■ **EXTRACT TO READ**:
**********
Feds propose new fertility benefits category, capping IVF coverage at $120,000

Three federal agencies just opened a flexible new pathway – and the clock starts ticking in 2027

Feds propose new fertility benefits category, capping IVF coverage at $120,000

A proposed federal rule would let US employers offer IVF and fertility coverage as a standalone benefit – with a $120,000 lifetime cap. 

proposed federal rule published May 13, 2026 would let US employers offer fertility benefits as a new category of "limited excepted benefits," giving HR a more flexible way to cover IVF, diagnostics, medications, and treatments for underlying reproductive health conditions. 

The proposal comes jointly from the Treasury Department, the Department of Labor, and the Department of Health and Human Services. It would carve fertility benefits out from most of the market rules that apply to group health plans under ERISA, the Affordable Care Act, and the Public Health Service Act – the same kind of structural exemption that already exists for limited dental, vision, and long-term care benefits. 

The rule traces back to Executive Order 14216, signed by President Trump on February 18, 2025, which made expanding IVF access an administration policy priority. 

To qualify as an excepted fertility benefit, coverage has to clear four bars. Substantially all benefits must be for diagnosing, mitigating, or treating infertility or related reproductive health conditions, and substantially all must come from licensed medical professionals. Lifetime benefits per participant must cap at $120,000, indexed for medical inflation for plan years beginning after December 31, 2027. The fertility benefit cannot be integral to the main plan – meaning the employer has to also offer a separate group health plan that participants can decline. And the employer must give workers a written notice spelling out what is covered, what the limits are, how to find a network provider, and how to file a claim. 

That notice has to land at or before the first day a participant can enroll, then go out annually and on request. It must be written at or below an 8th-grade reading level. 

The reach is significant. The Departments estimate around 522,811 group health plans and roughly 54.4 million eligible employees could be affected, with about 743,361 participants enrolling annually. The estimate is based on data showing roughly 3 percent of plan participants aged 25 to 45 are currently seeking medical care to conceive.
**********
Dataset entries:

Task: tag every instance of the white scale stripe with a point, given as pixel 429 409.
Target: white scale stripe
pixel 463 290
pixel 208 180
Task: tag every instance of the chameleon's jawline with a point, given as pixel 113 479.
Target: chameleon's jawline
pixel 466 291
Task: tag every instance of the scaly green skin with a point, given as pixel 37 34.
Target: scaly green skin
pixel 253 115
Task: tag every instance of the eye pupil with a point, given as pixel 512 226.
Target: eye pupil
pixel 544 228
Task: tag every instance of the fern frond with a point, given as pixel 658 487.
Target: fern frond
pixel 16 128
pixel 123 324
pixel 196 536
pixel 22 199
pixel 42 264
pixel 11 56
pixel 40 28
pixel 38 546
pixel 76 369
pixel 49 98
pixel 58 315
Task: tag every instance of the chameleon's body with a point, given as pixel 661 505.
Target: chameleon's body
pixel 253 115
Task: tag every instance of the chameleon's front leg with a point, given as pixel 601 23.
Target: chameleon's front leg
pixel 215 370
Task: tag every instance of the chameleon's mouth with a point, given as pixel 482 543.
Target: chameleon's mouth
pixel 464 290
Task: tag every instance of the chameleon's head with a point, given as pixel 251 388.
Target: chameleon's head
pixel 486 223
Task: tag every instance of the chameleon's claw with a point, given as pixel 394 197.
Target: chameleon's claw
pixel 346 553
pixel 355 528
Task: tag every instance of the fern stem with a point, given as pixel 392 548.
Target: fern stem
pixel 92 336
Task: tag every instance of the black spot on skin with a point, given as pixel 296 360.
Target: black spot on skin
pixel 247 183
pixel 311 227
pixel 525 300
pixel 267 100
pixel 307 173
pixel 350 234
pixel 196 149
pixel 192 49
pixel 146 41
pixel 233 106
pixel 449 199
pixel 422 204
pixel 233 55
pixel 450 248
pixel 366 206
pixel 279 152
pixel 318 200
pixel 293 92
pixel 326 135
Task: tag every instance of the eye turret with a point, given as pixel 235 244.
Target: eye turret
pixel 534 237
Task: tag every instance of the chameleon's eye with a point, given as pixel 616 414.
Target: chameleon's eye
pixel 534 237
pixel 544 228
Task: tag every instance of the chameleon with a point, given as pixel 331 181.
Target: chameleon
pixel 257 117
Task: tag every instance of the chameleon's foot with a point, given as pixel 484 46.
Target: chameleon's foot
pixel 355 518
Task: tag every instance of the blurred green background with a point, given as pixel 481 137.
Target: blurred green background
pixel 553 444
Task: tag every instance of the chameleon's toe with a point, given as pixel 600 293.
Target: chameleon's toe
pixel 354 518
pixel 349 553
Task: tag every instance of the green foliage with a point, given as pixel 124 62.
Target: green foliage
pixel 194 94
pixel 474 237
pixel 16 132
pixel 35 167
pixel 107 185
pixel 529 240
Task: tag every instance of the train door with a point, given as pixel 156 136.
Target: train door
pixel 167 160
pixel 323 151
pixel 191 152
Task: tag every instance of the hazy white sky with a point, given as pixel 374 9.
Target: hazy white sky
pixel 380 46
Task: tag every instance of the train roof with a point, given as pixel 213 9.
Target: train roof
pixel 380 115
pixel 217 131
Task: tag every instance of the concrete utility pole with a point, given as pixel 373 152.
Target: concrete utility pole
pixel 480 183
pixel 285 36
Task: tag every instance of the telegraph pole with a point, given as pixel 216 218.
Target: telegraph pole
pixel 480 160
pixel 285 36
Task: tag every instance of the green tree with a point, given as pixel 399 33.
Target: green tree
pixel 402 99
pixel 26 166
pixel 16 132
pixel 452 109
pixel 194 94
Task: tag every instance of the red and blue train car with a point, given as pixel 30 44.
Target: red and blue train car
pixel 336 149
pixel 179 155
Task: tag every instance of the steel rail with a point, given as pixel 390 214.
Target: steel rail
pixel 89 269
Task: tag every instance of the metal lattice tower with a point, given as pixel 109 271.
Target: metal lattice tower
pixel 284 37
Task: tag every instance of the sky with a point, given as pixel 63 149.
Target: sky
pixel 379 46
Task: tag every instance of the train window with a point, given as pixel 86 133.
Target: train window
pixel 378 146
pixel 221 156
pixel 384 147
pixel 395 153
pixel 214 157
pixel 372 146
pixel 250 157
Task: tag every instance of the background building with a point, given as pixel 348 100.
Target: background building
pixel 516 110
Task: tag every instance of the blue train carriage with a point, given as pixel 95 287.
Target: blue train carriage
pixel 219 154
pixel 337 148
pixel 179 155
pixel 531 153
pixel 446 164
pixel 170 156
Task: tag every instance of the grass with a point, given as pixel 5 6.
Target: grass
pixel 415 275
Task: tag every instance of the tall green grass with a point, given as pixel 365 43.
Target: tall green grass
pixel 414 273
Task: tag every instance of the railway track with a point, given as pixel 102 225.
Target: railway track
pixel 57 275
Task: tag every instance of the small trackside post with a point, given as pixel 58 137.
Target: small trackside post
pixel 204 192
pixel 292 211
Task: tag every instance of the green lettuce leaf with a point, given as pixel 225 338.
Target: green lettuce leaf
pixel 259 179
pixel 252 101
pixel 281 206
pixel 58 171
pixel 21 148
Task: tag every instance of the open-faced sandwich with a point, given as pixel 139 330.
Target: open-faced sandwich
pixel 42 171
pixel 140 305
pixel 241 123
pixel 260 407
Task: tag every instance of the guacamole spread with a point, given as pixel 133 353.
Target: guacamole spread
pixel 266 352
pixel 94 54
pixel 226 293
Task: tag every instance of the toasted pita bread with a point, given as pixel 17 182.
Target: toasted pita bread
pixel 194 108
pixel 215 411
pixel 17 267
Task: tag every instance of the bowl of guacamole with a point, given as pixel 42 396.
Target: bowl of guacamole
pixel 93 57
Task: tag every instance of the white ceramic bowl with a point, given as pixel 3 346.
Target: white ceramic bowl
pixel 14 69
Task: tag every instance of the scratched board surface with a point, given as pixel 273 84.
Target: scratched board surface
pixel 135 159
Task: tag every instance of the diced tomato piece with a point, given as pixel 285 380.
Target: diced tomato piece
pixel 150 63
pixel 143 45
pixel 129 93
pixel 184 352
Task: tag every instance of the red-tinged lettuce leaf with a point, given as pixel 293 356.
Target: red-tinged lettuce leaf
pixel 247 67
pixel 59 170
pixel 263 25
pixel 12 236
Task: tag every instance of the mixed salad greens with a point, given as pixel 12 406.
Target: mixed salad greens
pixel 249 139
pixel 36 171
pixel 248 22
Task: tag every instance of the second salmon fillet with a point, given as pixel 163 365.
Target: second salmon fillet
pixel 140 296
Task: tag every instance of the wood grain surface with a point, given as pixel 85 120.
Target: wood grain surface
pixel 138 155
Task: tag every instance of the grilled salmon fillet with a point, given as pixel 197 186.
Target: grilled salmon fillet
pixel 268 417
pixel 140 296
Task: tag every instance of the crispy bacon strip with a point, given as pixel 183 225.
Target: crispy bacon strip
**********
■ **CHECK YOUR UNDERSTANDING**:
#1 Answer these questions using the fertility benefits article:
(a) Which executive order does the proposed rule trace back to?
(b) What lifetime benefit cap per participant must an excepted fertility benefit have?
(c) At what reading level must the written notice to workers be written?
#2 Translate this sentence from the fertility benefits article into Spanish: "The rule traces back to Executive Order 14216, signed by President Trump on February 18, 2025, which made expanding IVF access an administration policy priority."
#3 Reproduce the fertility benefits article word for word, everything from "Three federal agencies" down to "a $120,000 lifetime cap.".

■ **OUTPUTS IN ORDER**:
#1
(a) Executive Order 14216
(b) $120,000
(c) At or below an 8th-grade reading level

#2 La norma se remonta a la Orden Ejecutiva 14216, firmada por el presidente Trump el 18 de febrero de 2025, que convirtió la ampliación del acceso a la FIV en una prioridad política de la administración.

#3
Three federal agencies just opened a flexible new pathway – and the clock starts ticking in 2027

Feds propose new fertility benefits category, capping IVF coverage at $120,000

A proposed federal rule would let US employers offer IVF and fertility coverage as a standalone benefit – with a $120,000 lifetime cap.